(Named object pointing entries)
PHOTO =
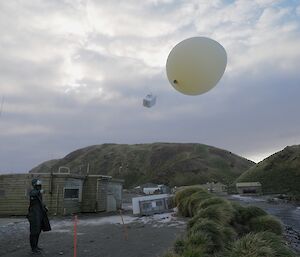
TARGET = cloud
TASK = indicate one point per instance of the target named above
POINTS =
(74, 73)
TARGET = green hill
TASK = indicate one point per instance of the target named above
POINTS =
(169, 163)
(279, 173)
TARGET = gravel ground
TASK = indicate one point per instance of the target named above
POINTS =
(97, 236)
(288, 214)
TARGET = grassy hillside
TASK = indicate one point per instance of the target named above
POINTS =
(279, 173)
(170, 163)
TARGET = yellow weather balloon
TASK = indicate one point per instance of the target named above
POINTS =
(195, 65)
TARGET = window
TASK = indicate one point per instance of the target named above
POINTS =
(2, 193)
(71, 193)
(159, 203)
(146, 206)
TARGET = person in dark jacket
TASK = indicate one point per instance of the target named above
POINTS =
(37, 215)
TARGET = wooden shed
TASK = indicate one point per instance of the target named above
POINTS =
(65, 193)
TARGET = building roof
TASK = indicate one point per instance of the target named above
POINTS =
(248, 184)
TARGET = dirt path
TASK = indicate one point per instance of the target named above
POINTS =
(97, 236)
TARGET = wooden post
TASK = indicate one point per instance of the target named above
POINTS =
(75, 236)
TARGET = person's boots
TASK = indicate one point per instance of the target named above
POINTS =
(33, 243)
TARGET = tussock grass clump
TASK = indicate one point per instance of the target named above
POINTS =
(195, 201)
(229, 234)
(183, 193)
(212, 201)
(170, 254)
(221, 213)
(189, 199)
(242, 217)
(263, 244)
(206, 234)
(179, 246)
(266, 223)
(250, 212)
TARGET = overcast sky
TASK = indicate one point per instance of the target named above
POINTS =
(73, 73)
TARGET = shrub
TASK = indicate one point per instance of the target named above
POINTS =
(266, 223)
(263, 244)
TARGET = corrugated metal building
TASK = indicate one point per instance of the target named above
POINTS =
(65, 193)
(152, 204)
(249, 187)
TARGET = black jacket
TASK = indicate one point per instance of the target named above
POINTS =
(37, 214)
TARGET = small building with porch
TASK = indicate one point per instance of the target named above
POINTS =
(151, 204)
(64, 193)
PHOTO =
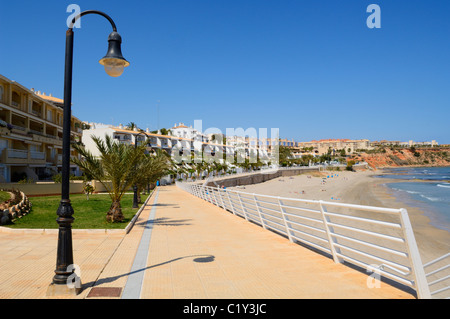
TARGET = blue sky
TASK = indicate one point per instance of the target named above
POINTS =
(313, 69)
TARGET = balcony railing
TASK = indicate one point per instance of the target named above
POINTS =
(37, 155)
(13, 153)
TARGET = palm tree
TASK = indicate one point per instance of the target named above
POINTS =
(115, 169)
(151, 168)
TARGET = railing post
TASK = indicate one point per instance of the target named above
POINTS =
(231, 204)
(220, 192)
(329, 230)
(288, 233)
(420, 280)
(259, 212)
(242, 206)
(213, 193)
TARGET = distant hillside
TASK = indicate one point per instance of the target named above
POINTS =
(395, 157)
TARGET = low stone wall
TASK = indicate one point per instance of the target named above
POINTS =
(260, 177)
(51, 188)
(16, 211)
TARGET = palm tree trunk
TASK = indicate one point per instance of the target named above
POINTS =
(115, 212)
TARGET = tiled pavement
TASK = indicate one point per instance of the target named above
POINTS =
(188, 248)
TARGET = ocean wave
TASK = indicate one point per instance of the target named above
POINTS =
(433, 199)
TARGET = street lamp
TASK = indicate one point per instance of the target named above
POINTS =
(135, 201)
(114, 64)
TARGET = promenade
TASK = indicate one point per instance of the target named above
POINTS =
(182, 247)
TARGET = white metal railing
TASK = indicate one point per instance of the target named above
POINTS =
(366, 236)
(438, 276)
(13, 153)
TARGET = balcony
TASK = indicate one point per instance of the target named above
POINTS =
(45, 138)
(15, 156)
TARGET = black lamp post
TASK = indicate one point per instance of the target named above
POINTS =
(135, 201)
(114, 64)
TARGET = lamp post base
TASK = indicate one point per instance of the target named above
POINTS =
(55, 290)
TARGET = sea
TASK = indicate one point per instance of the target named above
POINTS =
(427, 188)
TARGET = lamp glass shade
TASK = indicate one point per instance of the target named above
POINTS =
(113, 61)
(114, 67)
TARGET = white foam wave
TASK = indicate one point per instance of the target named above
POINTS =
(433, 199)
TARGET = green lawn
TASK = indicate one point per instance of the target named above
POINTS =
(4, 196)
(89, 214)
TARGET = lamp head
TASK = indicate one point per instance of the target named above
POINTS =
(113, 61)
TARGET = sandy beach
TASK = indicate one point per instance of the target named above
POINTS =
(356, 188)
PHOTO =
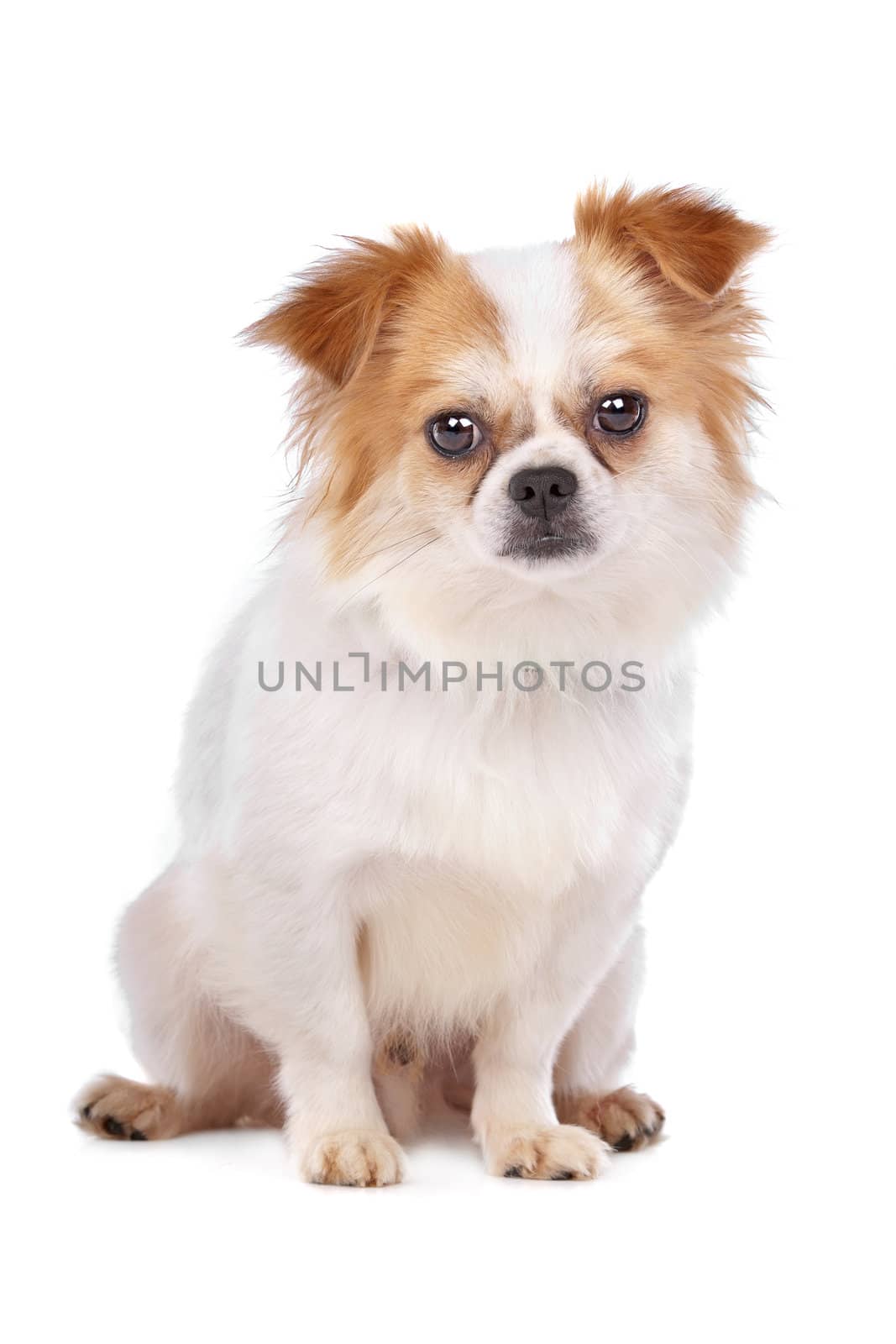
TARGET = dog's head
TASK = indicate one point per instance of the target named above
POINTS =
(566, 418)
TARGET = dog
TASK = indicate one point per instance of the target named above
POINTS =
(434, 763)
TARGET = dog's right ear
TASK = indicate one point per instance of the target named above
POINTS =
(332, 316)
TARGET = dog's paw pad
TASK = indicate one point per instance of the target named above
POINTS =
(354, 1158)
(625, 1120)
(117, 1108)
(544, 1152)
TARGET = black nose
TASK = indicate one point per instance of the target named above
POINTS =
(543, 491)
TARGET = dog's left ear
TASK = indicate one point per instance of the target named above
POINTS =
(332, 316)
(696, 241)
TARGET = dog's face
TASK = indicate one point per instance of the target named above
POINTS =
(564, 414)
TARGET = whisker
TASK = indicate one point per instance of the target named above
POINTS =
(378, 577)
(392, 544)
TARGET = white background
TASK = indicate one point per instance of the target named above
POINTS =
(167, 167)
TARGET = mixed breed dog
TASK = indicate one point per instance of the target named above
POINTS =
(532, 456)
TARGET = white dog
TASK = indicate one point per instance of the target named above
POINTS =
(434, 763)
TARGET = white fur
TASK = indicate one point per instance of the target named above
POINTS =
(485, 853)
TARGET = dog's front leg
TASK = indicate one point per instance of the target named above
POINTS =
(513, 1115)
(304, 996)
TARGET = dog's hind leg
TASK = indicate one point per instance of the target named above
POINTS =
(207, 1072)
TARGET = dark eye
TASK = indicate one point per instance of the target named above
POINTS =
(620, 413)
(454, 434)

**Task description**
Can you rewrite every one of the records above with each "indicate" replaced by "mark" and everything else kept the same, leaving the pictures out?

**Result of the task**
PHOTO =
TARGET = cloud
TASK = mark one point per instance of the target named above
POINTS =
(74, 73)
TARGET = green hill
TASK = mark one point per instance of the target named above
POINTS =
(169, 163)
(279, 173)
TARGET = gravel ground
TASK = mark one point per instance of the target named above
POINTS =
(97, 236)
(288, 214)
TARGET = grassy hillside
TASK = mark one point per instance of the target named above
POINTS =
(279, 173)
(170, 163)
TARGET = yellow weather balloon
TASK = mark one point per instance of the target named above
POINTS =
(195, 65)
TARGET = window
TASK = mark one point per instance of the target named above
POINTS =
(2, 193)
(71, 193)
(159, 203)
(146, 206)
TARGET = person in dark jacket
TASK = mark one point per instance of the target named above
POINTS =
(37, 215)
TARGET = wooden shed
TASK = mark one point per instance of the target named above
POINTS =
(65, 193)
TARGET = building roof
TASK = mark one point per instance of the target named above
POINTS =
(248, 184)
TARGET = dirt path
TASK = mark one point per instance of the target named above
POINTS =
(97, 236)
TARGET = wooden post
TASK = mark one point per instance of the target named above
POINTS =
(75, 236)
TARGET = person's boots
TASK = mark one point per instance of the target named above
POINTS =
(33, 243)
TARGET = tussock grass clump
TASK = mark one point per instance of the target named above
POINTS =
(195, 201)
(229, 234)
(183, 193)
(212, 201)
(170, 254)
(221, 213)
(189, 199)
(242, 217)
(263, 244)
(206, 234)
(179, 246)
(266, 223)
(250, 212)
TARGET = overcast sky
TASK = mark one point per instance of the target named above
POINTS =
(73, 73)
TARGET = shrub
TASK = mark one point per instance of the target named above
POINTS =
(266, 223)
(263, 244)
TARGET = corrugated metal building
TASK = mark one point per instance of the target named above
POINTS =
(65, 193)
(152, 204)
(249, 187)
TARGET = black jacket
TASK = mark one point per instance of the target named above
POINTS =
(37, 214)
TARGET = small building with porch
TASK = mark one point per instance of the target named above
POINTS =
(151, 204)
(64, 193)
PHOTO =
TARGET = blue sky
TASK = mark one point per instance of the target named above
POINTS =
(313, 69)
TARGET = balcony railing
TASK = mark one point per instance of the target named above
POINTS =
(37, 155)
(13, 153)
TARGET = palm tree
TASK = mark one point per instance of the target named above
POINTS =
(115, 169)
(151, 168)
TARGET = railing post
TASK = mark one point per instance of the target named above
POINTS =
(231, 204)
(220, 192)
(329, 230)
(288, 233)
(420, 280)
(259, 212)
(242, 206)
(213, 193)
TARGET = distant hillside
TASK = mark one point per instance of the target named above
POINTS =
(395, 157)
TARGET = low stone wall
TASK = mark one point per instance of the target named above
POINTS =
(260, 177)
(51, 188)
(16, 211)
TARGET = palm tree trunk
TASK = mark one point per instance of the target named above
POINTS =
(115, 212)
TARGET = tiled pavement
TASK = mark one point per instance of the target named above
POINTS =
(188, 248)
TARGET = ocean wave
TASK = mark one point per instance of the target named above
POINTS =
(433, 199)
TARGET = street lamp
TASK = mark one point per instance of the target named above
POINTS =
(135, 201)
(114, 64)
TARGET = promenade
TASK = mark one point per instance of the target named above
POINTS =
(182, 247)
TARGET = white metal railing
TASK = mark one point per instance of the target named above
POINTS =
(366, 236)
(438, 276)
(13, 153)
TARGET = balcony
TASK = mark one point per instance of the target named above
POINTS =
(45, 138)
(15, 156)
TARGET = black lamp post
TASK = mark one point per instance of the target named above
POINTS =
(135, 201)
(114, 64)
TARGET = lamp post base
TASK = mark one point per instance of the target named above
POINTS =
(55, 290)
TARGET = sea
TASK = mark one point per instance of the target named above
POINTS =
(427, 188)
TARGET = lamp glass shade
TASK = mark one point per instance of the target named above
POINTS =
(113, 61)
(114, 67)
TARGET = white foam wave
TASK = mark one point per instance of the target named above
POINTS =
(433, 199)
TARGET = green lawn
TASK = mark one point per instance of the target named above
POINTS =
(4, 196)
(89, 214)
TARGET = lamp head
TASK = mark one point per instance of the target named above
POINTS =
(113, 61)
TARGET = sandy beach
TASK = mark one point per instance of the target named above
POINTS =
(356, 188)
PHOTO =
TARGET = dog's head
TASK = mark one point per instance of the target named above
POINTS =
(566, 418)
TARGET = dog
TASK = mark one point per instance of the target named above
POINTS =
(434, 763)
TARGET = dog's right ear
TASK = mark one point per instance of the target named above
POINTS =
(332, 316)
TARGET = dog's paw pad
TASK = mark one point per instance of the target named above
POINTS =
(354, 1158)
(625, 1120)
(117, 1108)
(544, 1152)
TARGET = black nose
TASK = mark one point per instance of the target named above
POINTS =
(543, 491)
TARGET = dog's left ear
TASK = mark one point per instance of the target named above
POINTS =
(332, 316)
(696, 241)
TARGET = dog's face
TASK = mark one point per instance of the target named above
POINTS =
(564, 414)
TARGET = whisker
TASK = mark one point per instance of the target named above
POINTS =
(378, 577)
(392, 544)
TARGET = white background
TASK = mark one point per instance of the target named above
POINTS =
(167, 167)
TARGET = mixed breed dog
TASK = mark one point per instance of the target named above
POINTS =
(532, 456)
TARGET = white dog
TASK = mark one point per instance of the target named above
POINTS =
(434, 763)
TARGET = white fur
TASK = mark one point per instance of the target named above
POINTS =
(485, 853)
TARGET = dog's front leg
TASK = mark one point per instance of the target named above
POINTS =
(513, 1115)
(304, 996)
TARGET = dog's hind leg
TASK = mark one point per instance of the target named above
POINTS =
(207, 1072)
TARGET = dark eye
TASK = mark one point per instance of the target named above
POINTS =
(620, 413)
(454, 434)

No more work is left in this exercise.